And so the needles and the yarn sat around for a while as I procrastinated about how to find a teacher (one of my strengths, procrastination), veering from being too busy to fit in classes when they were running, to why would I think I’d be any good at it, and back again. Until I needed a distraction, and knitting came to me as a possible solution. The distraction was needed when Original Acquaintance announced his depression, and started to ever so slightly withdraw, and the slow creeping pain of not hearing from him was a hole that I needed to fill. Knitting became therapy, and it is heartening several years later to be reading about how this form of creativity has helped others and provided the same relief to many people in the same way it did for me. Knitting allows my hands and my mind to be occupied, the latter being the most important. It requires attention to be paid to the task at hand, looping yarn round needles, counting stitches, following a pattern, counting rows. You can’t do that if you are thinking about anything except the knitting. The knitting itself isn’t a difficult thing to concentrate on, it doesn’t cause you stress (unpicking 6 rows because you went wrong is annoying, but you pick yourself up and start over), it doesn’t hurt you (I’ve stabbed myself with a sewing needle a few times, but I can live with that without it causing me sleepless nights), and when you have finished, you have a beautiful thing that you, and only you, have created. Despite whatever was keeping you awake once you finished the knitting, whatever you had felt during the day before you got home and picked up the yarn, there was something lovely and special, and an achievement when very little felt like it was worth doing.

__Work instructions__.
1 - Decide whether each statement agrees with the knitting passage, answering yes or no and quoting the deciding words of the passage: (a) Knitting became therapy for the writer. (b) The writer finds knitting itself difficult to concentrate on. (c) The writer has stabbed themself with a knitting needle a few times.
2 - List every task that the knitting passage says requires attention while knitting.
3 - According to the knitting passage, what did Original Acquaintance announce?
Rely only on the knitting passage when working through these.

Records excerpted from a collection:
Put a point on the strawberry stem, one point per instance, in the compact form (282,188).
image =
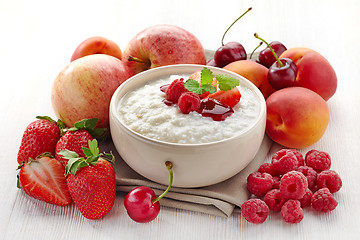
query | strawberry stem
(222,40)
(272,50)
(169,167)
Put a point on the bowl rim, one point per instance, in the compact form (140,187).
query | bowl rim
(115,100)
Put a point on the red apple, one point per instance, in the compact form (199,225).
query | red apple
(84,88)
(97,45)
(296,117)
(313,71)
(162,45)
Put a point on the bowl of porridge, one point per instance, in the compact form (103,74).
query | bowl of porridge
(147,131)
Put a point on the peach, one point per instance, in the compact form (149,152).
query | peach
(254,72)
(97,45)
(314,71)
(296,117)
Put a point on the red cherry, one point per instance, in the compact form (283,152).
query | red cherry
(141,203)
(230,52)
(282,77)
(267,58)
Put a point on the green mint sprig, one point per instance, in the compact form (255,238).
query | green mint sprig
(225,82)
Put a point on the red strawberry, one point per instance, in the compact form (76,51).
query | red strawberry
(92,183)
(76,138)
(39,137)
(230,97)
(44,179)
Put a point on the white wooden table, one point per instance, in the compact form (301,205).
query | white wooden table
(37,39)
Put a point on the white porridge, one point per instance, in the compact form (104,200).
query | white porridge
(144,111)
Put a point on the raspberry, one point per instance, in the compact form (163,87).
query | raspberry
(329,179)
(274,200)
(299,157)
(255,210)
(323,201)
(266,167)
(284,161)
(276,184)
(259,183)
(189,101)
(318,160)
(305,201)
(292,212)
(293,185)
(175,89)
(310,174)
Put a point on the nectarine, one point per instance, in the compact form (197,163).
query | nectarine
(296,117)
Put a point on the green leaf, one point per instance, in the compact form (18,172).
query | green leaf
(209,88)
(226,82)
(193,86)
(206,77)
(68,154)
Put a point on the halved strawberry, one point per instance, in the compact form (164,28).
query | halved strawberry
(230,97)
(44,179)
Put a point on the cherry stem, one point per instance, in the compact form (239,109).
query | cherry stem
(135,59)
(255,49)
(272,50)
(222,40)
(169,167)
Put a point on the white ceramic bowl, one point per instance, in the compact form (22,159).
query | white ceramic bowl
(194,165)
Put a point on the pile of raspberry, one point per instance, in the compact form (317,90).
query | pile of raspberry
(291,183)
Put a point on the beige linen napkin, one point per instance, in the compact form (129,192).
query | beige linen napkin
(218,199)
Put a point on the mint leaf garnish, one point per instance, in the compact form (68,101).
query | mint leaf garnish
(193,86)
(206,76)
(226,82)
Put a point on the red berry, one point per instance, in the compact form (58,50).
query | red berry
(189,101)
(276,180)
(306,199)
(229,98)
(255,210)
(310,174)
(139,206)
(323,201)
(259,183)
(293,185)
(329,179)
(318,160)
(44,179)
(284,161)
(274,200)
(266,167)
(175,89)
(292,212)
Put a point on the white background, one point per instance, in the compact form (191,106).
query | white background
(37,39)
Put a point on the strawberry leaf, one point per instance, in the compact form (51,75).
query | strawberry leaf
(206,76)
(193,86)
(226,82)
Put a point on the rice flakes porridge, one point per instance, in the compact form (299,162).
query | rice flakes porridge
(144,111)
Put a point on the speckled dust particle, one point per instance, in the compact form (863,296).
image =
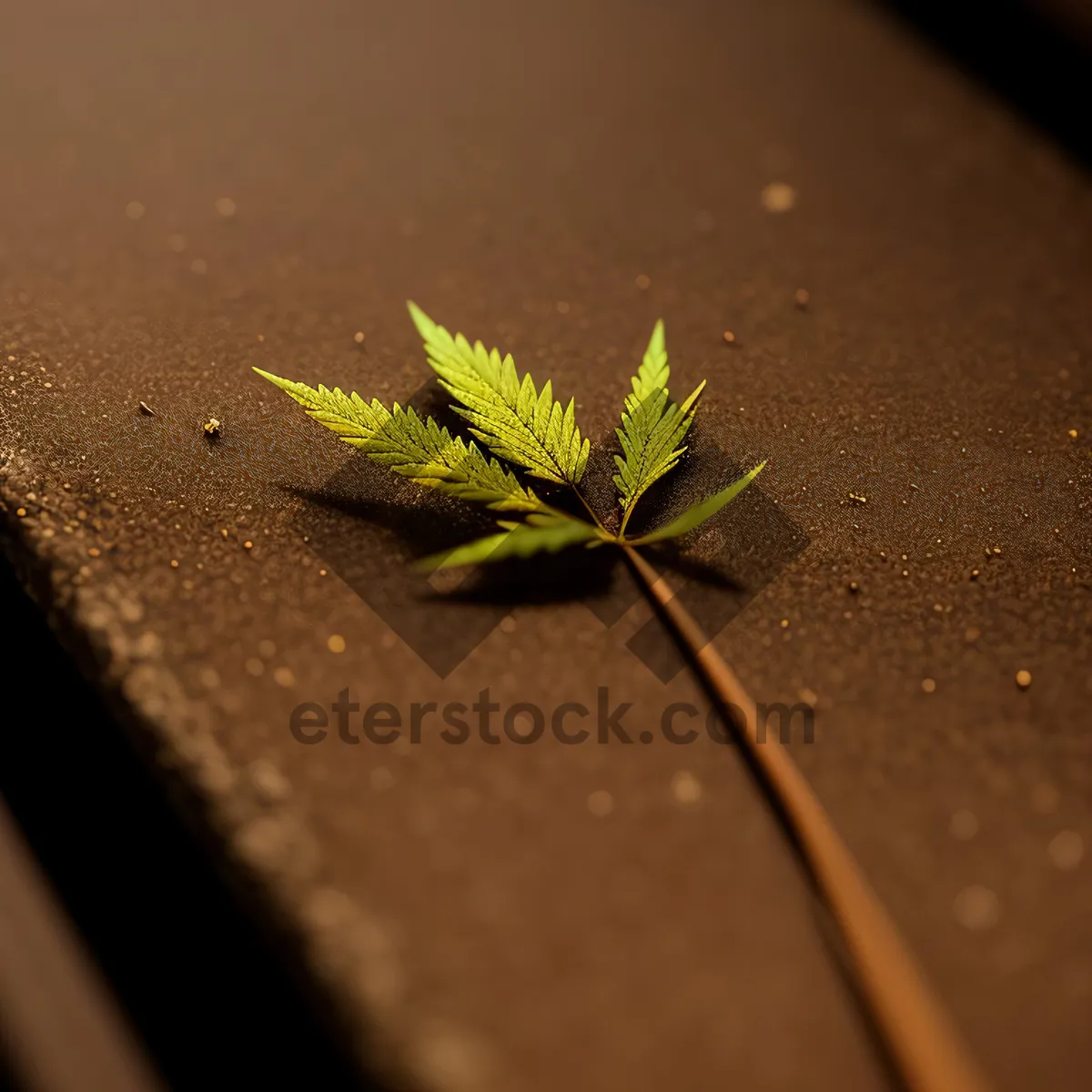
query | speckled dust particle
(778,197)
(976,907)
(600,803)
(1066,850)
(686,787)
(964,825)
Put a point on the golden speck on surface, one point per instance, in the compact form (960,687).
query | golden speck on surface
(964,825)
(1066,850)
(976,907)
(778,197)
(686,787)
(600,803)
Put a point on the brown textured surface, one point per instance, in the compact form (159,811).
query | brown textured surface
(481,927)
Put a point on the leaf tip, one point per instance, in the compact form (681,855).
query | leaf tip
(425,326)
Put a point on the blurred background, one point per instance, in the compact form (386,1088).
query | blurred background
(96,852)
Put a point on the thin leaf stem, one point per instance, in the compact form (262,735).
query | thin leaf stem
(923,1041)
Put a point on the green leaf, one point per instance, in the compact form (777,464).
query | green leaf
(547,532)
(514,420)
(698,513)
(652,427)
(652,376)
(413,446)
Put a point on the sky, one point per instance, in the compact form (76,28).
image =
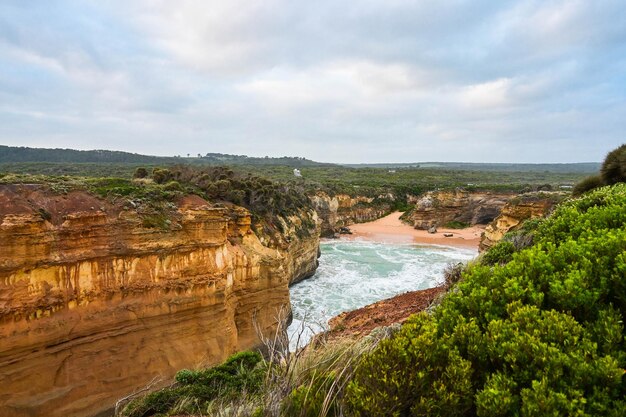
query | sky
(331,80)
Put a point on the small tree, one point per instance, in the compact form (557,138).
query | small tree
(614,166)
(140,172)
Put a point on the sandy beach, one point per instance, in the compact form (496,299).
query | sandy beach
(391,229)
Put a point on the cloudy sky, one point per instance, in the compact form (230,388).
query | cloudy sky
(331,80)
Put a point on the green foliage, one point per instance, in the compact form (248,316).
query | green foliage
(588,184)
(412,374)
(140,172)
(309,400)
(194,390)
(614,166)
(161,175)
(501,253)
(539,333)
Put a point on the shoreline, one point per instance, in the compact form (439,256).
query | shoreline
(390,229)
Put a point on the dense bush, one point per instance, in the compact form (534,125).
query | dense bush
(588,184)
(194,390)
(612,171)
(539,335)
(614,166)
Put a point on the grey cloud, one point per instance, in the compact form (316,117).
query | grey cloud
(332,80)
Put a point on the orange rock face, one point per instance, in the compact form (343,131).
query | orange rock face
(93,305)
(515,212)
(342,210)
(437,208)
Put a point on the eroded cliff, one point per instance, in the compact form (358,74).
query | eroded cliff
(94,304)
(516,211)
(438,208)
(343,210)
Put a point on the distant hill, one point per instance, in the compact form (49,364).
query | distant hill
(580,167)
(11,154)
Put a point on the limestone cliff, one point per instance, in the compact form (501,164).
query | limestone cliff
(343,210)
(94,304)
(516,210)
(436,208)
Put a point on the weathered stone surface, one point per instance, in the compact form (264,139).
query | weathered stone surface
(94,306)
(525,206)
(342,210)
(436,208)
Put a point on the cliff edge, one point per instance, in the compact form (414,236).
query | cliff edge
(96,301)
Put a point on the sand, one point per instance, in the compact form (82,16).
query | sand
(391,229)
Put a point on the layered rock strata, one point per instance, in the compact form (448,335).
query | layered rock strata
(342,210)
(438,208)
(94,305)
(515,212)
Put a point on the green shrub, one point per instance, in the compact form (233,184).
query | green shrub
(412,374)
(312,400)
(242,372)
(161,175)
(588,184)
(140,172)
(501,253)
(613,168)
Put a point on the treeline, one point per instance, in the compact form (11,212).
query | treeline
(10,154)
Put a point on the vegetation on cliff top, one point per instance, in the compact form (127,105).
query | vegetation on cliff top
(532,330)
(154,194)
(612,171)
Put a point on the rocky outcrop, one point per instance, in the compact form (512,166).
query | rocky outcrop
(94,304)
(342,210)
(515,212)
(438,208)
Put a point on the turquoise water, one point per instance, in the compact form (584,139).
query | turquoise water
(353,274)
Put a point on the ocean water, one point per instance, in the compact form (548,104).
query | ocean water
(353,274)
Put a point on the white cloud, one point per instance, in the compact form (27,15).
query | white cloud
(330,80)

---

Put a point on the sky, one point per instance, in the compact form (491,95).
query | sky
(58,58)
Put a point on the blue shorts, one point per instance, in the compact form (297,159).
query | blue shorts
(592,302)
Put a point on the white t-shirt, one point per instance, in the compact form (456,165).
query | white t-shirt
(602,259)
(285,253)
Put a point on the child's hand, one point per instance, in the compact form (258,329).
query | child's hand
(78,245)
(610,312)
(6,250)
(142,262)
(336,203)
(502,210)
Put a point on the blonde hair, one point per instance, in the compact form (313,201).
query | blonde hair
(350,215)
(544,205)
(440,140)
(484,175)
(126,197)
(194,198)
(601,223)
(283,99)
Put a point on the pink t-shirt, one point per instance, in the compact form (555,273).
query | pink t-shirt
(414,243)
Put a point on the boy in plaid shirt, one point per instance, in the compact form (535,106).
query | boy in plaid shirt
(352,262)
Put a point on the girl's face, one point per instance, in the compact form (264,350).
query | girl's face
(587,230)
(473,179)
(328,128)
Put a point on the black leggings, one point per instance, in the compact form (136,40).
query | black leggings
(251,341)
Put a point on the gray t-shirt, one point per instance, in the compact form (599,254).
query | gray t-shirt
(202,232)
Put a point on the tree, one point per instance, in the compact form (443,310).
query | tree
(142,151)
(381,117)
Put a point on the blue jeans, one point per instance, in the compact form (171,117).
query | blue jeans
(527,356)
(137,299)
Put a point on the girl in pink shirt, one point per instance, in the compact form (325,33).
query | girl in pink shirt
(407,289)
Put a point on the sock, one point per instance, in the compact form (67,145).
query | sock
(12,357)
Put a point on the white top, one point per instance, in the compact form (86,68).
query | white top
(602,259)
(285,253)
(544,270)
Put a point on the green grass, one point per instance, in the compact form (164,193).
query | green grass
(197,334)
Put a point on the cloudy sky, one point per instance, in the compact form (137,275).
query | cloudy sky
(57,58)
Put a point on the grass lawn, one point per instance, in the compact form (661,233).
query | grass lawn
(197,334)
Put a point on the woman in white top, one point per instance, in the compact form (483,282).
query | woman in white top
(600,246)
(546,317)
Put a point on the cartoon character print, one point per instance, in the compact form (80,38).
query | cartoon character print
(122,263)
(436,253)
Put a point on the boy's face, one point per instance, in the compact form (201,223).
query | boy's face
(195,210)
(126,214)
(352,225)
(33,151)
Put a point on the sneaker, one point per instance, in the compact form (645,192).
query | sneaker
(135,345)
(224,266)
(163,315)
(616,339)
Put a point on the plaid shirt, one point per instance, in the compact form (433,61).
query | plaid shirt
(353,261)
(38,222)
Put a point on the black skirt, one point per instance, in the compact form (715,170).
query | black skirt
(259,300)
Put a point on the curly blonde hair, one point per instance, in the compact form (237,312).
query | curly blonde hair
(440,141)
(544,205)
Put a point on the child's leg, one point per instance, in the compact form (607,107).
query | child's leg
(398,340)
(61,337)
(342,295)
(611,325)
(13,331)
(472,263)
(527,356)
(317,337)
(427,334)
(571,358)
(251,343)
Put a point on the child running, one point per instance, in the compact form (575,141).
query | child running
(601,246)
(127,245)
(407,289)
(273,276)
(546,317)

__Answers to this exercise__.
1 -
(a) Yes: "Knitting became therapy"
(b) No: "The knitting itself isn’t a difficult thing to concentrate on"
(c) No: "I’ve stabbed myself with a sewing needle a few times"

2 -
- looping yarn round needles
- counting stitches
- following a pattern
- counting rows

3 - He announced his depression.